### Written exercise
Each record needs to be echoed exactly; can you do that?

(Stored dataset items)
## begin
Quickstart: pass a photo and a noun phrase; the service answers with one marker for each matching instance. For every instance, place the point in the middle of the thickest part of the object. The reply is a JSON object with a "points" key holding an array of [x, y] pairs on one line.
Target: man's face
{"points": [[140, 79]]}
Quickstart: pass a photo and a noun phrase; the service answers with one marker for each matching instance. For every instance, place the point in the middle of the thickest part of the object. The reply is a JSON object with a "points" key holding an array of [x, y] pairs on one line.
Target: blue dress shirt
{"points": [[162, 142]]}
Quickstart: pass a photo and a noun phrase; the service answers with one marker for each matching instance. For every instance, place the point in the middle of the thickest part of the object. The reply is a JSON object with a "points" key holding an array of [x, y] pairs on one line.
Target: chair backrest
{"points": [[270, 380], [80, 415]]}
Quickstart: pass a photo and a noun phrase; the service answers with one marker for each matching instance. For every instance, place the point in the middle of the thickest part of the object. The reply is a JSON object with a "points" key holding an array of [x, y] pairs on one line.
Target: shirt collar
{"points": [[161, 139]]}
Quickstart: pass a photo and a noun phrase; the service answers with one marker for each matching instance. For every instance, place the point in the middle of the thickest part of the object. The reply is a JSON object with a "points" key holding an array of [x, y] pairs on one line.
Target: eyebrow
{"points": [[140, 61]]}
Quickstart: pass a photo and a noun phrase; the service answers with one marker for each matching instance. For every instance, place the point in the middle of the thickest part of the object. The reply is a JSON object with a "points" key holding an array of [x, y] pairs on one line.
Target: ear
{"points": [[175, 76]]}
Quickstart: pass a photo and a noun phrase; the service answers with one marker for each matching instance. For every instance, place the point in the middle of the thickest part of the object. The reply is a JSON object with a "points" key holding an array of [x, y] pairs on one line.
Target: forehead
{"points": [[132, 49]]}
## end
### Result for this task
Quickstart: pass a photo and a noun phrase; the service answers with one marker for each matching instance. For every instance, place the point in the middle of the thickest part of the object. The reply is a JSON object with a "points" key holding an array of [x, y] pairs on one line.
Target: man's face
{"points": [[140, 79]]}
Quickstart: pass a photo and a noun phrase; the service answers with one marker for each matching instance. For every instance, place the point in the middle of the thickest part of the object. The reply is a JSON object with a "points" key holding an array of [x, y] pairs on one line.
Target: blue dress shirt
{"points": [[162, 142]]}
Quickstart: pass a photo and a noun phrase; the service answers with one marker for each matching instance. For every instance, place the point in the middle of the thickest part of the object. The reply is a JSON object with a "points" key holding an array of [x, y] pairs on one line.
Target: chair backrest
{"points": [[270, 380], [80, 415]]}
Quickstart: pass a photo and a noun phrase; the service answers with one marker for each matching instance. For every instance, place the point in the middle of the thickest part of the object. The reply is a JSON object with a "points" key holding an array of [x, y] pairs on one line.
Target: shirt collar
{"points": [[161, 139]]}
Quickstart: pass a photo and a noun phrase; the service answers with one marker for each matching instance. For every instance, place the point in the middle of the thickest part of the object. The reply is a JSON object with a "points" key holding an array of [x, y] pairs on one line.
Target: eyebrow
{"points": [[140, 61]]}
Quickstart: pass a photo and a noun phrase; the service answers with one marker for each matching instance. For every instance, place the point in the middle of the thickest part of the object. The reply is a JSON object with a "points" key holding an array of [x, y] pairs on one line.
Target: ear
{"points": [[175, 76]]}
Quickstart: pass a photo and a noun phrase; the service answers with one marker for each matching instance. For every instance, place the point in the middle of the thickest part of the object. The reply is a JSON object with a "points" key holding an array of [x, y] pairs on one line.
Target: forehead
{"points": [[132, 49]]}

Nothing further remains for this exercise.